- **EXERCISE REQUIREMENTS**: Filter the items below and copy out every line that contains the word "Query".

## BEGIN RECORDS SHOWN

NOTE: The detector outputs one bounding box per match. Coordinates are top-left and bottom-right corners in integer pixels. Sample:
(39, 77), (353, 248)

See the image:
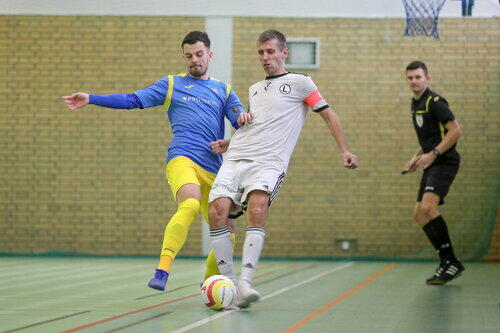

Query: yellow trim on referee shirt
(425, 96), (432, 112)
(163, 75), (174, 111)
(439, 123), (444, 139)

## END RECORDS SHOWN
## BEGIN RECORDS SHOWN

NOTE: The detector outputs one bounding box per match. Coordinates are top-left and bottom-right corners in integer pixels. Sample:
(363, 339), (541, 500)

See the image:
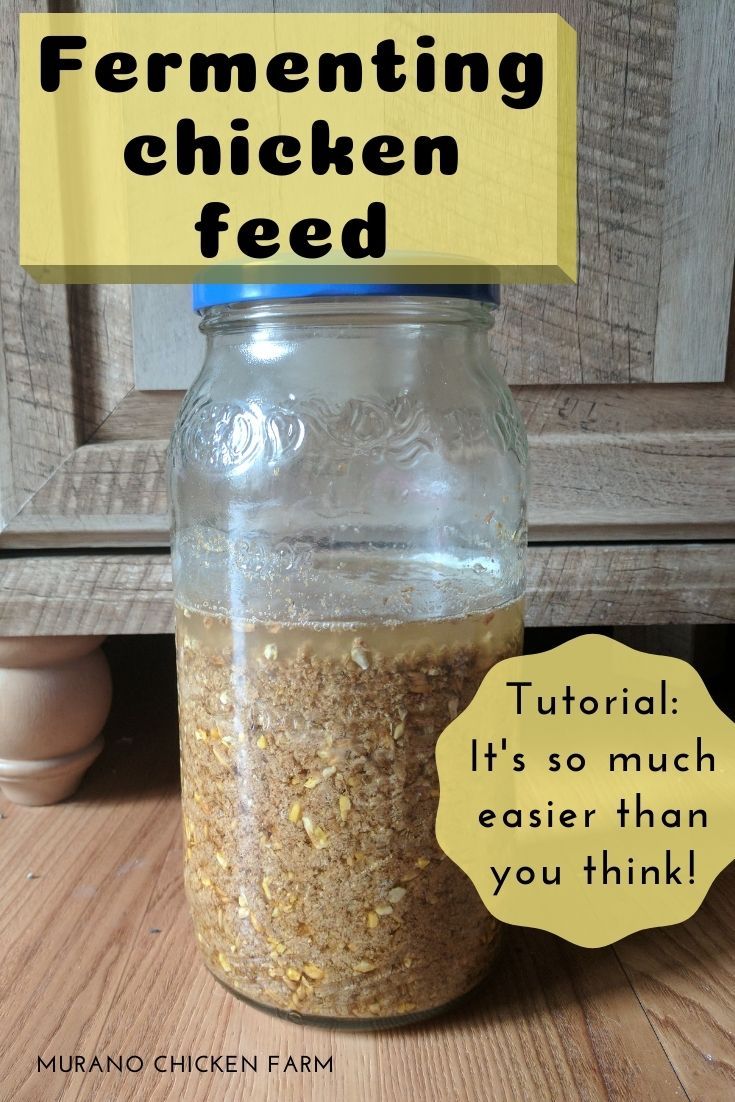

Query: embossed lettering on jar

## END RECORDS SHOWN
## BEGIN RECORDS SHOWN

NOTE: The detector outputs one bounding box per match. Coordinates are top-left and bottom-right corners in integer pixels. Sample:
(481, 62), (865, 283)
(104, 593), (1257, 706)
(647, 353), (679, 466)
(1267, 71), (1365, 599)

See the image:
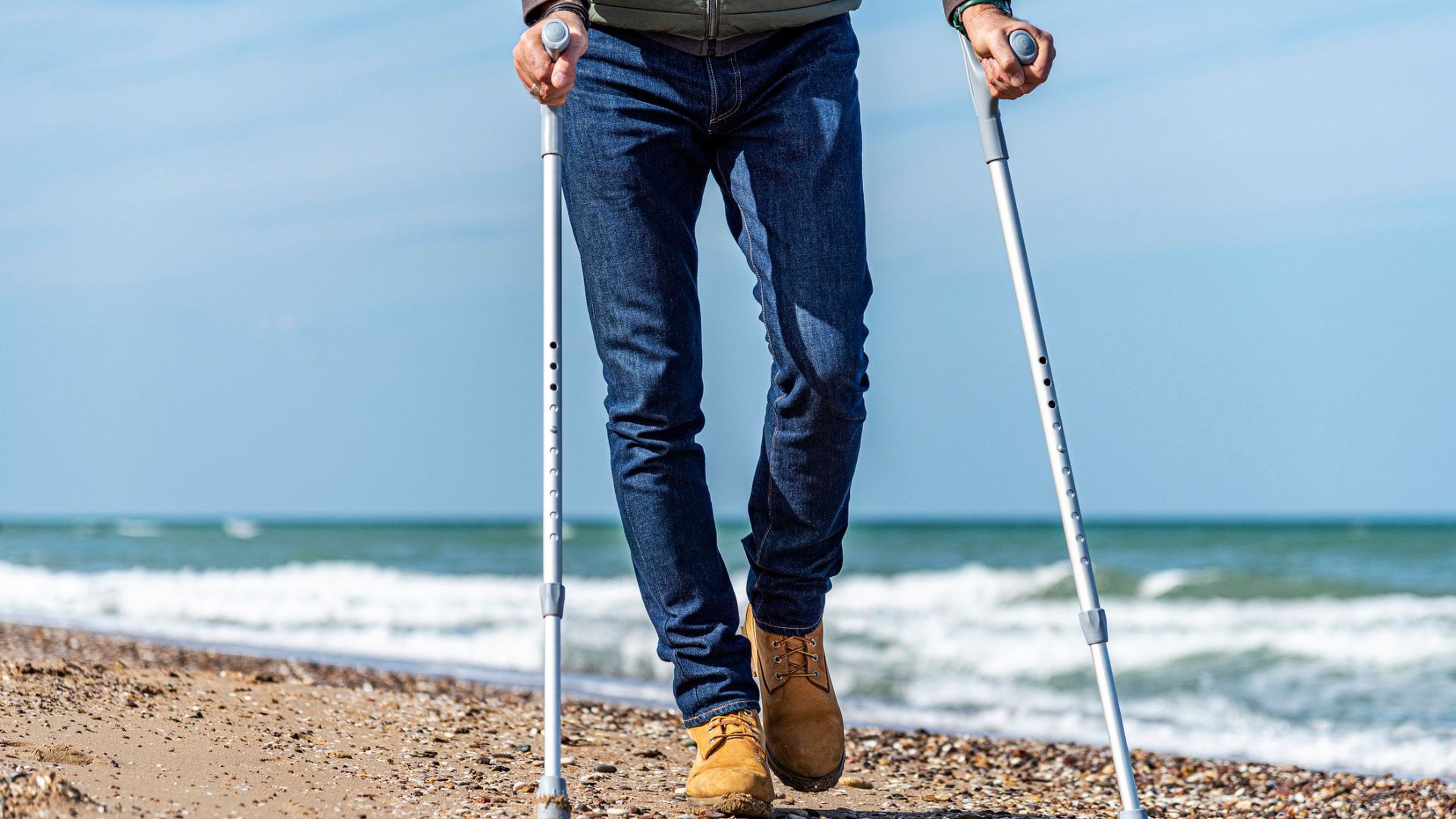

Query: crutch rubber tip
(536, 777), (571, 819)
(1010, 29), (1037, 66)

## END RECORDS SHOWN

- **RESULT BELOW**:
Query: yellow trim on referee shirt
Query: embossed lettering on jar
Query: crutch rubber tip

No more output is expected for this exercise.